Dataset entries:
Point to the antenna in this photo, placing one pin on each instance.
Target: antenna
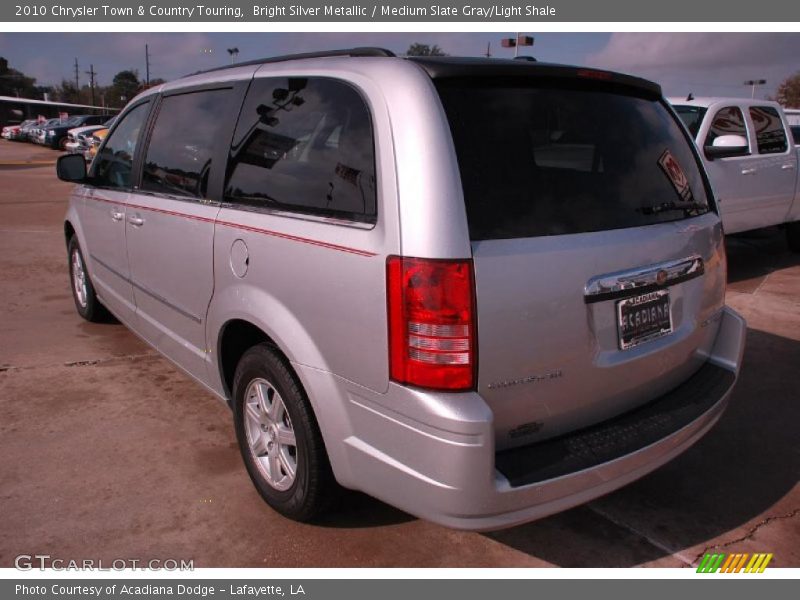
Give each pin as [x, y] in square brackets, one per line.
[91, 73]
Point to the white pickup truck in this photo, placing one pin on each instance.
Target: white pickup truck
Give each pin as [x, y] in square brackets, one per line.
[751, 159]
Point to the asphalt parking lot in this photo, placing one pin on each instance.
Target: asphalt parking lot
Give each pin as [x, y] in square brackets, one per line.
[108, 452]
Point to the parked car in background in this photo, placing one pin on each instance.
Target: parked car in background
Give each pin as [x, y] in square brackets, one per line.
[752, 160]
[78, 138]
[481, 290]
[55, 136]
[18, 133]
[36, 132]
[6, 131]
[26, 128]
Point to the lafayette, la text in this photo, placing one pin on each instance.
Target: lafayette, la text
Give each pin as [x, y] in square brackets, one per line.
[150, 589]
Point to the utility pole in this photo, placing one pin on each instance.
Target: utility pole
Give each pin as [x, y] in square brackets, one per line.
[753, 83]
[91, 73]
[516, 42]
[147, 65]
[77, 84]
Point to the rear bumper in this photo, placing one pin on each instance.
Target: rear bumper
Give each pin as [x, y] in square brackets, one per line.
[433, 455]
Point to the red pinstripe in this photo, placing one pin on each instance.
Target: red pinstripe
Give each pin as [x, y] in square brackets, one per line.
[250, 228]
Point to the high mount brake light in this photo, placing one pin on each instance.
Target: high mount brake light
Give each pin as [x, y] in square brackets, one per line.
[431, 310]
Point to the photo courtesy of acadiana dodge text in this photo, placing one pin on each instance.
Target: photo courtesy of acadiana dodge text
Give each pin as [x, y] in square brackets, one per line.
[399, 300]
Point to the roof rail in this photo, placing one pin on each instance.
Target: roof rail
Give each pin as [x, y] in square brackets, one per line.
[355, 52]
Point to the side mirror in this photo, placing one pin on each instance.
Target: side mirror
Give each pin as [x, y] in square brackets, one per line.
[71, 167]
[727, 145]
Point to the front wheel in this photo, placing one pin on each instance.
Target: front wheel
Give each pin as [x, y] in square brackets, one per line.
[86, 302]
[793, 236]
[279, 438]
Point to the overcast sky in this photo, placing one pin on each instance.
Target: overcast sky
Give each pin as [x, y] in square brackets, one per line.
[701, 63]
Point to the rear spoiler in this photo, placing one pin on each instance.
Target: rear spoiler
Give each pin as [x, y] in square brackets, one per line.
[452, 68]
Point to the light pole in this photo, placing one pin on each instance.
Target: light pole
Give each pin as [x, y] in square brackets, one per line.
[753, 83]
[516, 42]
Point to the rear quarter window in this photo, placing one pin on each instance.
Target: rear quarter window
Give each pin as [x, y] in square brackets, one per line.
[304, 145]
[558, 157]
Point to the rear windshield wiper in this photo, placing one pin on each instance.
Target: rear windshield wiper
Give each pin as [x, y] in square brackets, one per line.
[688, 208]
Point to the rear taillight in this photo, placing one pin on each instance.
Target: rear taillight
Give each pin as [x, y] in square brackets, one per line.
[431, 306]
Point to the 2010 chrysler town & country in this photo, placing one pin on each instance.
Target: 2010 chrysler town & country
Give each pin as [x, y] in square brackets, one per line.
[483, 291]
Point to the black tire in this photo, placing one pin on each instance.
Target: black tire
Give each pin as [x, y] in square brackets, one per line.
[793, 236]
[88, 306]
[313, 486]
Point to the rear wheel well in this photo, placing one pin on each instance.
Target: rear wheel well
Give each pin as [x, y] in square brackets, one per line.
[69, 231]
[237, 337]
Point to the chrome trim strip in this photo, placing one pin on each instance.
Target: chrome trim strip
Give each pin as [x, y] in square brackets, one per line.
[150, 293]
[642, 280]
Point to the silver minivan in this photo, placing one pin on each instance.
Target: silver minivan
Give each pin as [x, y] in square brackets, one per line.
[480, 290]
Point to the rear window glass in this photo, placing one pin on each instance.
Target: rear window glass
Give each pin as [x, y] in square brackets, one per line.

> [TASK]: Leaving all pictures aside, quote each record exactly.

> [EXPECTED OUTPUT]:
Point to the antenna in this photo, placing one pin on each instance.
Target: antenna
Give each pin as [x, y] in square brackets, one per line.
[91, 73]
Point to the white pickup truck in this photo, placing one pin on each instance.
Target: white pickup truck
Give each pin as [x, y] in square brackets, one per line.
[751, 159]
Point to the asphalt parking lot in this photo, placing one pin on each instance.
Target: asphalt parking lot
Give each pin as [x, y] in square brackets, one per line.
[108, 452]
Point to the parked car in background in this photo, placing one pin on each instance.
Target: parked car in background
Give each pin as [x, y] in square brackets, one per line.
[752, 160]
[78, 138]
[481, 290]
[55, 136]
[18, 133]
[36, 132]
[6, 131]
[26, 128]
Point to the lafayette, la text in this photo, placing one pin on each instance.
Target: lafayette, la text
Give each pin as [x, y] in square brackets, one per line.
[150, 589]
Point to the utility pole in this photo, placing one pin on each instance.
Target: utility pole
Give each pin as [x, y] in square brackets, one per line.
[753, 83]
[91, 73]
[516, 42]
[147, 65]
[77, 84]
Point to the rear bumper in this photo, placing one pin on each instance.
Target: rear bumper
Give each pin as [x, y] in square brackets, one per line.
[433, 455]
Point to the red pinstripe in this photo, placing one pin on each instance.
Target: red pinstripe
Give each pin as [x, y] in square brackets, one per line.
[250, 228]
Point to the high mount brake light in this photo, placing one pin on each instance.
Target: high mount brake light
Give each pin as [x, y] in square brackets, one per line.
[431, 310]
Point to the photo courtesy of acadiana dodge text in this photo, placing one pin on each instance.
Target: photo courtesy of acadiana dodge text
Give each pin as [x, y] in square brackets, one per line.
[399, 300]
Point to the roof rail in this photo, placing one pin on each instance.
Target: roof rail
Give each pin as [x, y] in square brackets, one per line.
[355, 52]
Point to the side mirror in this photo, placing one pin on each instance.
Target: side mirror
Give each pin as [x, y] in square brackets, one per line.
[71, 167]
[727, 145]
Point to the front wheel in this photo, placing one pin on each instance.
Target: front wheel
Give each pin as [x, y] in square brackets, one per line.
[86, 302]
[793, 236]
[279, 438]
Point to the overcast sky in this photo, placing one pin on each instance.
Target: overcast sky
Give each pin as [x, y] in square brackets, one per line.
[701, 63]
Point to the rear spoiler in this photo, placing one pin on each instance.
Target: rear spoiler
Give each pin as [x, y] in square brackets, one per line.
[452, 68]
Point to the light pole in this photo, placing one pin on each instance.
Target: light pole
Give each pin as [x, y] in square brackets, one per line.
[753, 83]
[516, 42]
Point to the rear quarter window in this photo, placing one pin on each instance.
Target: rear quarter window
Give each pin as [x, y] in square brackets, one per line.
[304, 145]
[558, 157]
Point to the rear windshield wiper in this photo, placing one pin on each instance.
Target: rear windshield wiper
Give each pin as [x, y] in square brackets, one per line.
[688, 208]
Point to the rear taillight in this photo, placing one pin on each instance.
Target: rear taillight
Give each pin as [x, y] in square brackets, one per line.
[431, 306]
Point to the 2010 chrysler town & country in this photo, placing one pin on each instance.
Target: 2010 chrysler town & country
Give each pin as [x, y] in square brackets, one per line.
[483, 291]
Point to the black tire in this photo, placing one pin on each instance.
Target: black tire
Give each pin as [x, y] in square brackets, one per line.
[793, 236]
[88, 306]
[313, 486]
Point to the rear wheel well in this photo, placing one pin on each instance.
Target: rear wheel well
Give each pin as [x, y] in square brackets, one per line.
[69, 231]
[237, 337]
Point to the chrome trim strip in this photo, placing one pin on each instance.
Target: chrome trim strip
Give each pin as [x, y] in square brackets, one per line.
[150, 293]
[642, 280]
Point to the silver minivan in this photo, placing one pin on each instance.
Target: silver minivan
Give each pin as [x, y] in square brackets, one per line.
[480, 290]
Point to the rear window glass in this photo, placing one pin on each instance.
Target: rear window glass
Give each pin as [x, y] in square brackets, one per line.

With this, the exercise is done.